TEXT TO READ:
########

With County Commissioner Carol Roberts insisting on a countywide recount and County
Judge Charles Burton opposed, LePore was the swing vote.
The vote came after a marathon hand recount of 1 percent of county ballots. While
that sample recount was going on, LePore said she was pressured by local Democrats to support a countywide recount.
She wouldn't name those pressuring her, but described them as "party leaders, elected
officials, John Q. Publics who thought they were big in the party."
LePore voted for a recount "not because of what they said but because I thought
it was the best thing to do."
While Democrats were pressing her to support a countywide recount, LePore said,
two representatives from the Division of Elections there to "assist" the ballot counting seemed to be pushing against a wider
hand count.
"It became somewhat apparent that they were trying to do more than assist, that
being trying to influence their side of the story" LePore said.
"I lost some respect for a lot of people because elections are supposed to be nonpartisan
as far as how they're run," LePore said.
LePore said she's reevaluating her own Democratic affiliation.
"I don't know yet. I'm not changing to Republican, if that's what you're asking.
If anything, I'll change to no party. It's too fresh in my mind right now to make any decisions," she said.

########

ENTRIES SUPPLIED:

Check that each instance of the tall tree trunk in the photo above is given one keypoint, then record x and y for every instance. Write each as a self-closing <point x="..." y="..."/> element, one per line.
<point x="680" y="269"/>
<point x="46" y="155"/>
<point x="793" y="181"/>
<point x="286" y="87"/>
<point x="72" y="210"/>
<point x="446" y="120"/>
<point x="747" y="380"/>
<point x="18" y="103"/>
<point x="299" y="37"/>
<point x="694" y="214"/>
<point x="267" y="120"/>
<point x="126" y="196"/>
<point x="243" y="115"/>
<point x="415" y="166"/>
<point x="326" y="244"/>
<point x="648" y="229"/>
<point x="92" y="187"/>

########

TASK REQUIREMENTS: Carry on the article about LePore and the county recount vote, starting after its last sentence.

WRITTEN REPLY:
Asked specifically about Harris, who was a honorary co-chairwoman of Bush's campaign
in Florida, LePore said: "When you have the chief elections officer having the appearance of perhaps not being nonpartisan,
it's troubling."
LePore said she was disappointed that Harris did not extend an initial certification
deadline to accommodate hand recounts and that she refused to accept Palm Beach County's hand recount results on Nov. 26 after
the county missed a court-imposed deadline.
But LePore seemed to share Harris' skepticism about the accuracy of hand recounts.
While refusing to second-guess her initial support of the countywide recount, LePore
voiced concerns about the validity of the results.
She doubted, for instance, that a second recount of the same ballots would produce
the same figures.
"Any time you interject humans into a process, the objectivity goes out. Plus (there
is) human error," LePore said.
"You have to rely on the tabulating machines," LePore said. "The machines will
not pick up voter error, and that's basically what was being looked for in the manual recount."
LePore's definition of voter error includes partially punched ballots.
"I consider that voter error, because the voter is instructed to clean the back
of the card," LePore said. "Just because a chad is dimpled or pregnant or whatever you want to call it does not mean the voter
intended to punch that out. The voter may have made a mistake and decided to go on."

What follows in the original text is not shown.